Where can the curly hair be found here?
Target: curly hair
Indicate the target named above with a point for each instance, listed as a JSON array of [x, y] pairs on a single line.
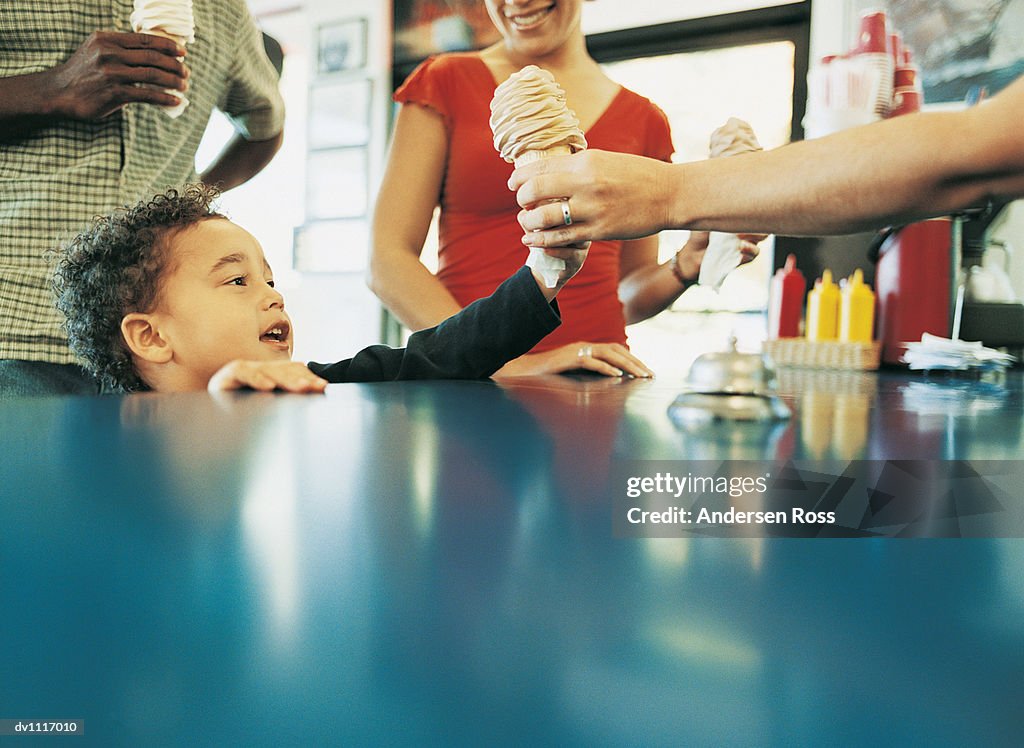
[[114, 268]]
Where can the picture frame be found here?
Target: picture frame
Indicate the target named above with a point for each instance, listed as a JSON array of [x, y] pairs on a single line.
[[339, 114], [332, 246], [341, 46], [337, 183]]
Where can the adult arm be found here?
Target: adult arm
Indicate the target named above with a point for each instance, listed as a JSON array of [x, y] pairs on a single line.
[[252, 102], [406, 203], [96, 80], [241, 160], [888, 172]]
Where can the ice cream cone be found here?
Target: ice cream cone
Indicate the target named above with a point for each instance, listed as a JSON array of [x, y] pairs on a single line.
[[528, 157], [160, 17], [530, 121]]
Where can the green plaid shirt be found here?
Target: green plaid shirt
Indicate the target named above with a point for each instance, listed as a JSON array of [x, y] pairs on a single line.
[[55, 180]]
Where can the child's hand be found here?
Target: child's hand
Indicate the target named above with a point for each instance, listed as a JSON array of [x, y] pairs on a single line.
[[288, 375]]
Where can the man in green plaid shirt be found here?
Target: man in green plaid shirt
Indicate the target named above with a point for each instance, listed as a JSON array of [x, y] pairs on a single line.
[[80, 136]]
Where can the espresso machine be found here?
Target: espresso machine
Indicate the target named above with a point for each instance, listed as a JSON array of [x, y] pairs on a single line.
[[991, 312]]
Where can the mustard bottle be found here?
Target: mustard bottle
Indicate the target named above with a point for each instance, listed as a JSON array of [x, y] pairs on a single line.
[[822, 309], [856, 310]]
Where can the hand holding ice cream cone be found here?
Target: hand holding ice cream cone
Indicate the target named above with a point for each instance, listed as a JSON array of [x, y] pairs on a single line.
[[529, 121], [169, 18]]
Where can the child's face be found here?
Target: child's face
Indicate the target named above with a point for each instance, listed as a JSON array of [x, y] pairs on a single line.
[[217, 301]]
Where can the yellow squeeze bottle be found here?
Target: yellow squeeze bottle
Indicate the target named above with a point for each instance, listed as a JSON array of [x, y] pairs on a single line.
[[857, 310], [822, 309]]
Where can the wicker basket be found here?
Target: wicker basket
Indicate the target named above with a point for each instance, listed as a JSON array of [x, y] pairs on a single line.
[[823, 354]]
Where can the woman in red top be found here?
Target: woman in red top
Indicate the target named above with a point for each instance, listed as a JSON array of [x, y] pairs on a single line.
[[442, 154]]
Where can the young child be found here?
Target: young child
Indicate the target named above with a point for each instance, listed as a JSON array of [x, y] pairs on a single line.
[[169, 295]]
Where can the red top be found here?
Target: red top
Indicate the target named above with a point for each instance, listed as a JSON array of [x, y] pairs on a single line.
[[479, 237]]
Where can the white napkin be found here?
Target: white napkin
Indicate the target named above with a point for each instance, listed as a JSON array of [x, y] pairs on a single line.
[[549, 267], [938, 352], [721, 257]]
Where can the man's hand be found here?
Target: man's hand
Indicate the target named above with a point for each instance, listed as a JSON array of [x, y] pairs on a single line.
[[610, 196], [100, 76], [290, 376]]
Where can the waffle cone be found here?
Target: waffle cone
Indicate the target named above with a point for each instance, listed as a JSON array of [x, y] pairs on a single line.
[[528, 157]]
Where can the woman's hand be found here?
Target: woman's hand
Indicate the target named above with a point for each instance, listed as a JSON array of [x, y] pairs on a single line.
[[612, 360], [610, 196]]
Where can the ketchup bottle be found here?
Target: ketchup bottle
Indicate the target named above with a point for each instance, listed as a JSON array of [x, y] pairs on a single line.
[[786, 304]]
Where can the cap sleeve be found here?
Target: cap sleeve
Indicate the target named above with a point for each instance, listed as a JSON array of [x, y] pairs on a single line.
[[426, 86], [658, 135]]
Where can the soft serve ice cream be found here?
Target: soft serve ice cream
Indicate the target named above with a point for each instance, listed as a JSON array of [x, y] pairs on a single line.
[[171, 18], [723, 255], [529, 121]]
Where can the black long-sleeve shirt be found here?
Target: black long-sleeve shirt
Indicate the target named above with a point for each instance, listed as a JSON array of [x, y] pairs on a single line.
[[471, 344]]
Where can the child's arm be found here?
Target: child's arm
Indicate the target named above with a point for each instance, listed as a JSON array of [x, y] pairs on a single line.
[[471, 344]]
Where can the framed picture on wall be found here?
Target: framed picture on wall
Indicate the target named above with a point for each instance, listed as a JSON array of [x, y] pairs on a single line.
[[337, 183], [332, 246], [341, 46], [339, 114]]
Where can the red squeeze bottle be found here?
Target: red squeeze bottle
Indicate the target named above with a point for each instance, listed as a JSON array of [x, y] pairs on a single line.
[[786, 306]]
^^^^
*THE PROBLEM*
Reproduce every line from the start of the data through the line containing "[[252, 102], [406, 203], [96, 80], [241, 160], [888, 172]]", adding 14 to each coordinate in the answers. Omit the picture.

*REPLY TO THE TASK*
Where can the curly hair be found here?
Target: curly hair
Indicate the target named above with a point for each instance, listed as a JSON array of [x, y] pairs on a single line.
[[128, 282]]
Where can the picture frame be found here?
Target: picture frame
Indicate the target named above with a point for each instance, listed as a JSON array of [x, y] pairs on a single line.
[[353, 128], [346, 260], [355, 60], [351, 197]]
Where can the adult arm be found here?
Target: adult arm
Indicate the target named above with a point for each instance, listed as a JSON array of [x, y] pairs on a single line.
[[266, 116], [420, 217], [110, 94], [255, 174], [902, 186]]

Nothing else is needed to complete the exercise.